Collected data:
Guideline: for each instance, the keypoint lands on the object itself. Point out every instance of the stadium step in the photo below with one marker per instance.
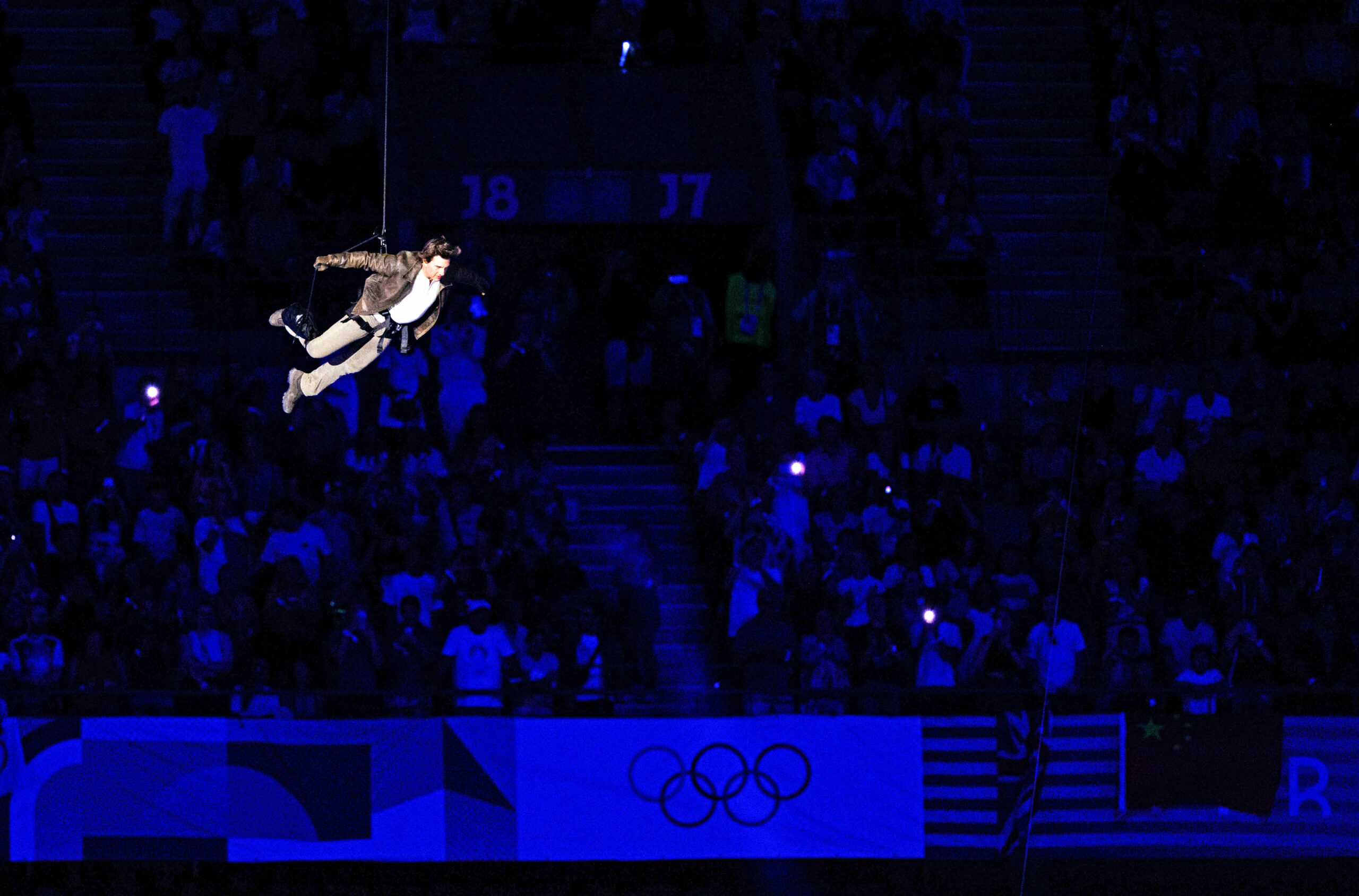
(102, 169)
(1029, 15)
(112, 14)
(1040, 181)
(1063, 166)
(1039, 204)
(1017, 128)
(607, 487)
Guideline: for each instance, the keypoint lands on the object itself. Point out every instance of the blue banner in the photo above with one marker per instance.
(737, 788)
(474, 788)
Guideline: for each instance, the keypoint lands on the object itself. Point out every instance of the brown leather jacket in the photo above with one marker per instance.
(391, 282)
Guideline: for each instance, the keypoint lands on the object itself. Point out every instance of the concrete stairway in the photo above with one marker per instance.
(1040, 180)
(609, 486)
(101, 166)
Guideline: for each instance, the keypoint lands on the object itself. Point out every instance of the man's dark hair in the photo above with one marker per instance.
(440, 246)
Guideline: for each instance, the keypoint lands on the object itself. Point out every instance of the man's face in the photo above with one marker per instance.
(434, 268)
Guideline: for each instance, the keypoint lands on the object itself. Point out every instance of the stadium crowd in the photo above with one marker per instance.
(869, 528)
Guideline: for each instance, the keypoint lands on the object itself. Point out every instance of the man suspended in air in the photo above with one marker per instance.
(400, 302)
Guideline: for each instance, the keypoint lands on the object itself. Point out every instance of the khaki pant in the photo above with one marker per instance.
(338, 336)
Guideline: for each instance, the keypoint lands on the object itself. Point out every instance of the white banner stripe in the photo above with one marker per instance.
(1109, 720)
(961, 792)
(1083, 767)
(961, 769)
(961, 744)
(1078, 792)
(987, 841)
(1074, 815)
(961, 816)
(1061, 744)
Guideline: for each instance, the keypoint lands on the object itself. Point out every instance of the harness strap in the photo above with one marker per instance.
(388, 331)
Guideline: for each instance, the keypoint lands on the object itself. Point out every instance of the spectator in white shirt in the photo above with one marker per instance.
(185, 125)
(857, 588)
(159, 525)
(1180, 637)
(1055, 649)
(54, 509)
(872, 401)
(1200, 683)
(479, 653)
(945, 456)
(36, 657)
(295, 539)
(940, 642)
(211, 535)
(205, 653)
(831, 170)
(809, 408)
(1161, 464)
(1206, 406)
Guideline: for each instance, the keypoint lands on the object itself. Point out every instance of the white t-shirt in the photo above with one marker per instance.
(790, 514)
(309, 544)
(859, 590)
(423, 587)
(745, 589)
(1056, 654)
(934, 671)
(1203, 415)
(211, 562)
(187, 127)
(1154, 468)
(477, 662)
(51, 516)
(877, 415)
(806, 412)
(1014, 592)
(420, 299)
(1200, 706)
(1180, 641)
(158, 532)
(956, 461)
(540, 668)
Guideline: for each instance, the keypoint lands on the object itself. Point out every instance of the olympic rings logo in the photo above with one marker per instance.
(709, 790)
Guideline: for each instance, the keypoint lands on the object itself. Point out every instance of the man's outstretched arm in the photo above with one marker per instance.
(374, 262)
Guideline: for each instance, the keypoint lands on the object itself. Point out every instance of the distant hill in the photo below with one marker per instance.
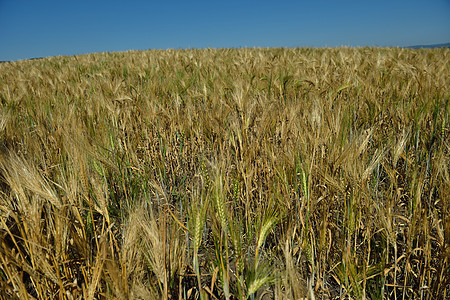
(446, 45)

**The exercise:**
Rewrite all of the records above, replacing every instance of "photo" with "image" and keeping everything else unchanged. Omit the pictures from your answer.

**Complete output:**
Guideline: for each instance, the keypoint lands on the object itself. Point out every instance of the stadium step in the image below with one marker per instance.
(102, 169)
(1029, 15)
(112, 14)
(1040, 181)
(1063, 166)
(1039, 204)
(1017, 128)
(607, 487)
Guideline: for each instance, the keypoint lands on the object itself. Point out every instance of the blue banner in the image above with one marker per instance.
(737, 788)
(474, 788)
Guideline: for each instance, the keypoint lands on the object itself. Point out every instance of the brown leather jacket in the image above with one marker per instance.
(391, 282)
Guideline: for each instance, the keypoint lands on the object itself. Point out every instance of the concrete stairway in the image above with one marker per instance.
(1040, 180)
(609, 486)
(101, 166)
Guideline: for each instance, the keypoint lands on the object itself. Point out every instance of the man's dark hair in the image above with one marker per instance.
(440, 246)
Guideline: for each instance, the keypoint lands on the object itself. Point out every instance of the man's face in the image above with one marker per instance.
(434, 268)
Guideline: for each instance, the keypoint lands on the object itself. Point out every instance of the stadium crowd in the image above with one marker per instance.
(869, 528)
Guideline: for each instance, the keypoint lands on the object itself. Point out every instance of the man suspended in air in the image above with one marker per instance.
(400, 302)
Guideline: for each instance, the keypoint lands on the object itself. Point out every instance of the khaki pant in the image above with one marker per instance.
(338, 336)
Guideline: for each instance, the keypoint lands on the object itself. Point out every instance of the white banner stripe in the image above with one marker per instance.
(1109, 720)
(961, 792)
(1083, 767)
(961, 769)
(961, 744)
(1078, 792)
(987, 841)
(1074, 815)
(961, 816)
(1061, 744)
Guideline: for each instance, the keypoint lands on the object itself. Point out every instance of the harness strap in the image above with one marker per instance.
(388, 331)
Guideline: for each instance, the keypoint lands on the object itself. Point out every instance of the spectator in white shirt in the image above with one marker per instance.
(185, 125)
(857, 588)
(159, 525)
(1180, 637)
(1055, 649)
(54, 509)
(872, 401)
(1200, 683)
(479, 653)
(945, 456)
(36, 657)
(295, 539)
(940, 642)
(211, 535)
(205, 653)
(831, 170)
(809, 408)
(1161, 464)
(1206, 406)
Guideline: for each instance, the keypoint lands on the object itself. Point out every instance of the white t-shirt in the image above with one marker per instance.
(790, 514)
(309, 544)
(859, 590)
(423, 587)
(745, 589)
(1056, 654)
(934, 671)
(1203, 415)
(211, 562)
(187, 127)
(1154, 468)
(477, 662)
(51, 516)
(877, 415)
(806, 412)
(1014, 592)
(420, 299)
(1200, 706)
(1180, 641)
(158, 532)
(956, 461)
(540, 668)
Guideline: for each instance, the keypoint lands on the object itself. Point out every instance of the olympic rings logo in the image above with one marker per instance.
(709, 790)
Guideline: for each instance, the keypoint lands on the object itself. Point out every instance of the man's outstretched arm in the image above with one marker per instance.
(374, 262)
Guideline: for each instance, the keypoint lands on the object itself. Point out every instance of the distant hill in the image below with one marker per instance.
(446, 45)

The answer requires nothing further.